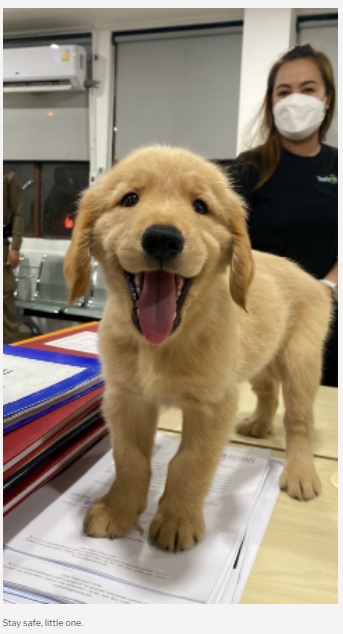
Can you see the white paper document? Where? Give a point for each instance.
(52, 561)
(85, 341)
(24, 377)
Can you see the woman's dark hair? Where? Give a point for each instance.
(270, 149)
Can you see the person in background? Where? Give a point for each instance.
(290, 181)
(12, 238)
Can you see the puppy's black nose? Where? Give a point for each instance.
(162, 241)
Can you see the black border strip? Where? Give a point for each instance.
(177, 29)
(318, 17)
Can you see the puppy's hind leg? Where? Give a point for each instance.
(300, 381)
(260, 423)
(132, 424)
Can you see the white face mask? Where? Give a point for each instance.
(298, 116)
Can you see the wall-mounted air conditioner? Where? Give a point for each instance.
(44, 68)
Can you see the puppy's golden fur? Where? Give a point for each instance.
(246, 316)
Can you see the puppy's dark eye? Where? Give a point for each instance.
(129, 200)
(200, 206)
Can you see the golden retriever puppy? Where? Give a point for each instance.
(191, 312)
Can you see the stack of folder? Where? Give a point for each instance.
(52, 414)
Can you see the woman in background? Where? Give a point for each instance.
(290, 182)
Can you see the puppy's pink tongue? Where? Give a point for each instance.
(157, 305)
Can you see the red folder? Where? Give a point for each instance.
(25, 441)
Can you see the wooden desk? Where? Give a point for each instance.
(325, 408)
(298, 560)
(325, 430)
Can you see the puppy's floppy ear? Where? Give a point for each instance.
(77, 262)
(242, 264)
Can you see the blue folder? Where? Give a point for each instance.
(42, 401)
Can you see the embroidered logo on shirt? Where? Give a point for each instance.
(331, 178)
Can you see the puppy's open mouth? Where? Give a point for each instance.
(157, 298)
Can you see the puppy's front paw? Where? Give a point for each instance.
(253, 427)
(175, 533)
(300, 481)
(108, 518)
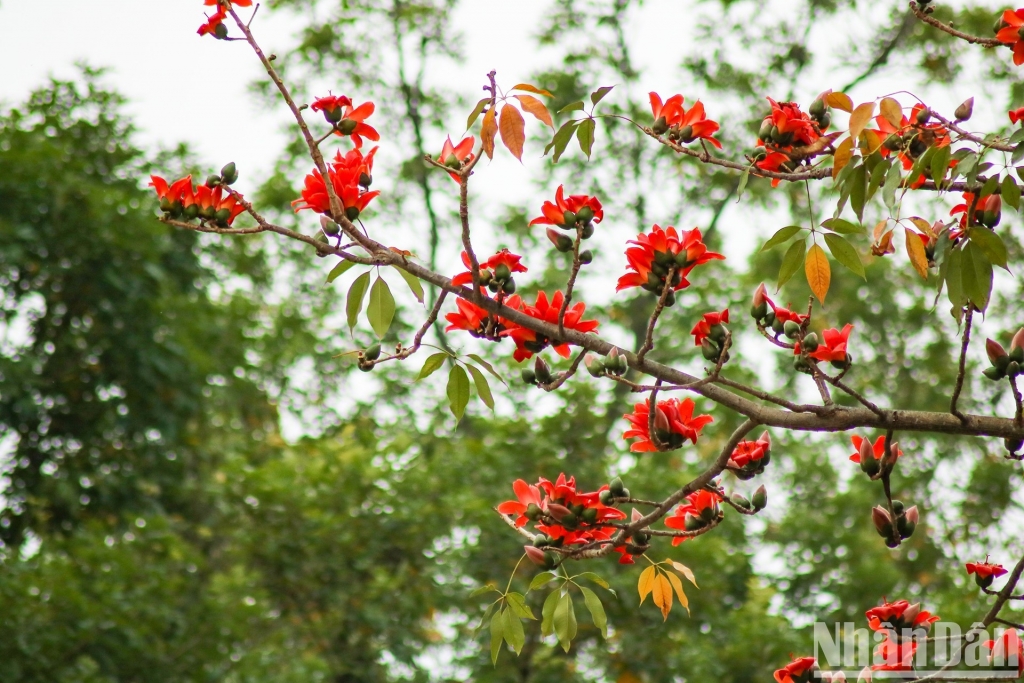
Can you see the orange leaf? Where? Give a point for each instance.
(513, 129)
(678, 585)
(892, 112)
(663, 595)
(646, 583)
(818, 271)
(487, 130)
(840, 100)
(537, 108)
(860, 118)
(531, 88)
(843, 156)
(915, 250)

################

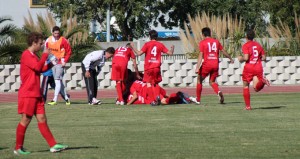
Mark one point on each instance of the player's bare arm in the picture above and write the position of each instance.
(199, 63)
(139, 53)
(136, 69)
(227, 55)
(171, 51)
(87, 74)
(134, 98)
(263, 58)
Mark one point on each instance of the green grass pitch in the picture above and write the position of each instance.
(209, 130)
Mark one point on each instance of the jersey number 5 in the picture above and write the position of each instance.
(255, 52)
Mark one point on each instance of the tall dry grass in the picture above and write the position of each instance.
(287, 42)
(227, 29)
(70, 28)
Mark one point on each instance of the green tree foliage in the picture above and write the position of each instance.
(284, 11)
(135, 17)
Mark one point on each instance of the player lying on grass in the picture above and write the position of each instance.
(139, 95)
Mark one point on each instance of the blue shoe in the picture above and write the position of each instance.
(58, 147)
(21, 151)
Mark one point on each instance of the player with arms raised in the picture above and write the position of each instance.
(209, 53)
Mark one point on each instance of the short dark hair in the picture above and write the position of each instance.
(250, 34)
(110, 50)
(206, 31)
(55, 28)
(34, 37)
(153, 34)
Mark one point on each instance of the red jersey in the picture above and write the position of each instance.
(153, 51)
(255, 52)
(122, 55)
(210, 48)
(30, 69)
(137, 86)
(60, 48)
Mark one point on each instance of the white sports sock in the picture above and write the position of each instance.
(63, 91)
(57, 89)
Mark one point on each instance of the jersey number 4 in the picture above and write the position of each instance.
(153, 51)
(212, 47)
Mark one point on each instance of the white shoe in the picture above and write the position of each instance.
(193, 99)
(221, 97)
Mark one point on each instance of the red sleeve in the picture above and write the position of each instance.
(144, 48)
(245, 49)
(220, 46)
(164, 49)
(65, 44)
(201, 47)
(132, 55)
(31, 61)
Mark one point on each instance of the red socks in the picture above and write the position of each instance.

################

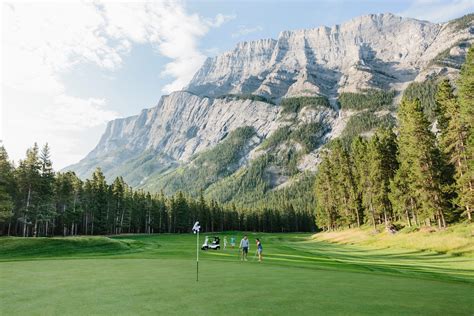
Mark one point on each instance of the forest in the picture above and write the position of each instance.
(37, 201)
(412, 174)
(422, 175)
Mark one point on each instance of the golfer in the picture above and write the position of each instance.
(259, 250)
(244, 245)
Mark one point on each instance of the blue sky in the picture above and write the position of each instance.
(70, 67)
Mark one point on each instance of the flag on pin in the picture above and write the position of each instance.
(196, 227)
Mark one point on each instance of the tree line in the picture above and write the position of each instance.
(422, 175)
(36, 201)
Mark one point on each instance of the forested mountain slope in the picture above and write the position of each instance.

################

### SHORT EXERCISE
Pick out each of the lines above that contains the word "background" and copy them. Case counts.

### CORRECT ANSWER
Can you see the person in background? Where? Give a point for each instance.
Can you see the woman in background? Where? Give a point for each instance.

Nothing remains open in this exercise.